▶ Material for this task:
------------
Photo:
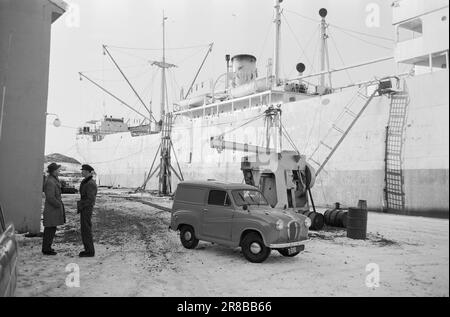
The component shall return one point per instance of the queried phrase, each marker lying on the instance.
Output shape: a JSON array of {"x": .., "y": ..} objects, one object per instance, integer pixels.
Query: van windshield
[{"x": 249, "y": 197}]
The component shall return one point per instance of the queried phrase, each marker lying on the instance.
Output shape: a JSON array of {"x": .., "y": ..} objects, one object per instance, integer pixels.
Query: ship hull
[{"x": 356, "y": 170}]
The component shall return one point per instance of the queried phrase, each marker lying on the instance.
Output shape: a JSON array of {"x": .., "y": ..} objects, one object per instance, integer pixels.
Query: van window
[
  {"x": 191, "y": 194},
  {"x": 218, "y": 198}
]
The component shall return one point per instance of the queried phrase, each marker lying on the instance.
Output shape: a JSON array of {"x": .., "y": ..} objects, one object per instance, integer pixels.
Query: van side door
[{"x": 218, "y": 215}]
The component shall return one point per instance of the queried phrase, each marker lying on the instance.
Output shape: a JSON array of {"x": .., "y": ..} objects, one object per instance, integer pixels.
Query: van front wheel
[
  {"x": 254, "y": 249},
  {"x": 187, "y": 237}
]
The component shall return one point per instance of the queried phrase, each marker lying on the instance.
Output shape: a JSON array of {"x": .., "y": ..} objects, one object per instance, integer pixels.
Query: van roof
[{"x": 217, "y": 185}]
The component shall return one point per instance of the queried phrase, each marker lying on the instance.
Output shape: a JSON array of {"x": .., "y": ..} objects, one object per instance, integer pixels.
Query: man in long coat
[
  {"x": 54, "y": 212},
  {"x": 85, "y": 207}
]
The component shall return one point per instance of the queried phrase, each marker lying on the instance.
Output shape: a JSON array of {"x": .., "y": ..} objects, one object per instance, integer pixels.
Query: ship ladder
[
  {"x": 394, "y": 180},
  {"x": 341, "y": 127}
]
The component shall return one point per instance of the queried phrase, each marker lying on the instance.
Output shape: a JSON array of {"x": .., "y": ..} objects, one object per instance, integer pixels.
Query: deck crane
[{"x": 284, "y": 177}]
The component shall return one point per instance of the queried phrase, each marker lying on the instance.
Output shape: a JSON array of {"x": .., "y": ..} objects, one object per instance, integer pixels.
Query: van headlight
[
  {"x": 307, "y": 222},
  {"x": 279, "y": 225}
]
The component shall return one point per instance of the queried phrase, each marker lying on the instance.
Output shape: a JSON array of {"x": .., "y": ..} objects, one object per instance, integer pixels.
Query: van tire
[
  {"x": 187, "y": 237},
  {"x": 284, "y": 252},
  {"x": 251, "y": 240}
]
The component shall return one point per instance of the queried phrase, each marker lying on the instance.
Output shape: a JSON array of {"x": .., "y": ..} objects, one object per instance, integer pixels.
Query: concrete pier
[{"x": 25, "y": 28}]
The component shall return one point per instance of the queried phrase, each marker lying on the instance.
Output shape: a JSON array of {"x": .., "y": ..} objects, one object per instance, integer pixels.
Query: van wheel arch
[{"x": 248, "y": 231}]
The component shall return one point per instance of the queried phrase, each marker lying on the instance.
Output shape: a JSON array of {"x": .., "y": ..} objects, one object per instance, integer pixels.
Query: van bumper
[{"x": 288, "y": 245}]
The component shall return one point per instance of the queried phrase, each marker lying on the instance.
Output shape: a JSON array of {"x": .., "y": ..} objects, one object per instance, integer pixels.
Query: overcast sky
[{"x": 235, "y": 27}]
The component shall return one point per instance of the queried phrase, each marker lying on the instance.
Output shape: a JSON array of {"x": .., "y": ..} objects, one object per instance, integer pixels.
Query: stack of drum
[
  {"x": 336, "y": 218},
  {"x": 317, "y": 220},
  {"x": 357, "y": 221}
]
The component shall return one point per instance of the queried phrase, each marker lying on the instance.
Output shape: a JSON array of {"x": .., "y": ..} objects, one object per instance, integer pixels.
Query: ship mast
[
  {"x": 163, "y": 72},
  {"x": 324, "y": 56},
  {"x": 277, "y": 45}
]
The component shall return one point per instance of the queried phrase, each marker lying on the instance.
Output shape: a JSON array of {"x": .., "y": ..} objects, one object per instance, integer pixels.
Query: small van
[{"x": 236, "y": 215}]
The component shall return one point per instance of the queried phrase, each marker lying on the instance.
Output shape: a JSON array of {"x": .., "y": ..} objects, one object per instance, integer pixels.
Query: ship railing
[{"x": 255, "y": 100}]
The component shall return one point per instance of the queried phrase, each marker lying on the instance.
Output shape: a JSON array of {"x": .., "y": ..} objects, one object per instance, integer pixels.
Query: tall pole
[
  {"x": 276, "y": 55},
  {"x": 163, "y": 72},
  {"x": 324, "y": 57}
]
------------
▶ What to do: Transcribe every line in the entries above, taking out only the images.

▶ Full answer:
Photo:
The component shall return one point per instance of the queried phrase, each marker lying on the instance.
Output shape: a JSON array of {"x": .., "y": ..} objects, one object per instance, integer pixels.
Query: van windshield
[{"x": 249, "y": 197}]
The component shall return one point per instance of the queried phrase, each marker lying on the instance.
Output shape: a JSON array of {"x": .., "y": ..} objects, one object per instance, integer pixels.
Query: ship hull
[{"x": 356, "y": 170}]
The component shall return one point per instance of the queried phrase, each marker lying on the instance.
Output shape: a JSON array of {"x": .., "y": ..} objects, one object per instance, integer pixels.
Query: van window
[
  {"x": 191, "y": 194},
  {"x": 218, "y": 198}
]
The component shall return one point per instance of the queried phrase, each marker lying on the instance.
Output shape: a JSON array of {"x": .., "y": ..} objects, one object per instance, integer pixels.
Query: van side door
[{"x": 218, "y": 215}]
The component shall return one point per instance of the queried phrase, each marker lying on the instance.
Output shape: a JSON array of {"x": .., "y": ..} objects, one object per instance, integer pixels.
Query: van front wheel
[
  {"x": 254, "y": 249},
  {"x": 187, "y": 237}
]
The component shall return one point per instance of the queried phrase, each marker lying on the instance.
Output shape: a JSON array of {"x": .., "y": ..} objects, one object per instance, integer pixels.
Query: van roof
[{"x": 217, "y": 185}]
The component shall return one point per instance of the queried phrase, each marker lying on the instance.
Output shape: a JSON array of {"x": .., "y": ..} objects, one object per instance, integer pixels.
Query: man in long coat
[
  {"x": 54, "y": 212},
  {"x": 85, "y": 207}
]
The component shall return one point per instance of the queried phrase, each marker lying on the instance.
Output shape: a JSON array of {"x": .., "y": ..} objects, one object per instance, integer pixels.
Query: ship ladder
[
  {"x": 394, "y": 180},
  {"x": 341, "y": 127}
]
The component shall return one point per instance of the queried phrase, each marker lying on the instance.
Output shape: a JSON array of {"x": .., "y": ..} objects, one object per instance, integer pixels.
Query: deck crane
[{"x": 284, "y": 177}]
The component shall return one point per instance of the queried phrase, each marker lying on the instance.
Output shape: a JSON array of {"x": .., "y": ..} objects, one object per instance, integer pixels.
Query: van headlight
[
  {"x": 307, "y": 222},
  {"x": 279, "y": 225}
]
The component shall return one point per instance of the queried phrase, each marker lying on the instance.
Output shape: a JSON array of {"x": .., "y": ..} objects, one object per instance, integer pixels.
Query: van tire
[
  {"x": 187, "y": 237},
  {"x": 284, "y": 252},
  {"x": 251, "y": 240}
]
The component shall return one point per instance of the queried phrase, each marker lying on the instance.
Output shape: a JSON array of {"x": .., "y": ..} objects, one object per instance, integer pixels.
Query: concrete pier
[{"x": 25, "y": 28}]
The component shall return one point per instance of the queried phrase, each marker lying on the instance.
Output shape: a JSON array of {"x": .., "y": ..} objects, one object per instance, integer pixels.
Query: van wheel arch
[{"x": 248, "y": 231}]
The component shall return one point per instance of the queried phrase, each marker lying on the instance.
Output shape: a JSON array of {"x": .., "y": ..} objects, one object per instance, integer pixels.
Query: van bumper
[{"x": 288, "y": 245}]
The component shall return one point per instance of the queried phrase, each marker lying on the instance.
Output shape: a JSON array of {"x": .., "y": ..} objects, one object per instance, integer pixels.
Query: overcast sky
[{"x": 235, "y": 27}]
The component shall return one point per instance of the queried phrase, each marker lying on the instance.
Output shape: a JSON array of {"x": .., "y": ..} objects, one object per instance, integer pixels.
Query: stack of drum
[
  {"x": 336, "y": 218},
  {"x": 317, "y": 220},
  {"x": 357, "y": 221}
]
The component shall return one point per instance of the queried phrase, each marker lying on the instance.
Output shape: a JSON array of {"x": .., "y": ..} objects, one object per instance, integer pixels.
Query: ship mast
[
  {"x": 163, "y": 72},
  {"x": 324, "y": 56},
  {"x": 277, "y": 45}
]
The component shall return one point per instance of the queried phrase, each marker lying on the instance.
Output shape: a JSON array of {"x": .., "y": ..} objects, one object per instance, integer pixels.
Query: small van
[{"x": 236, "y": 215}]
The component shall return one point per instance of the queried phrase, each marker lying on the instance.
Output shape: a JSON array of {"x": .., "y": ..} objects, one object per instance, integer pixels.
Query: ship railing
[{"x": 255, "y": 100}]
The component shall return one point per instance of the queried phrase, each marker lying on the instance.
Output shape: a JSON array of {"x": .., "y": ..} objects, one object per instance, integer pixels.
Query: tall pole
[
  {"x": 276, "y": 55},
  {"x": 163, "y": 72},
  {"x": 324, "y": 57}
]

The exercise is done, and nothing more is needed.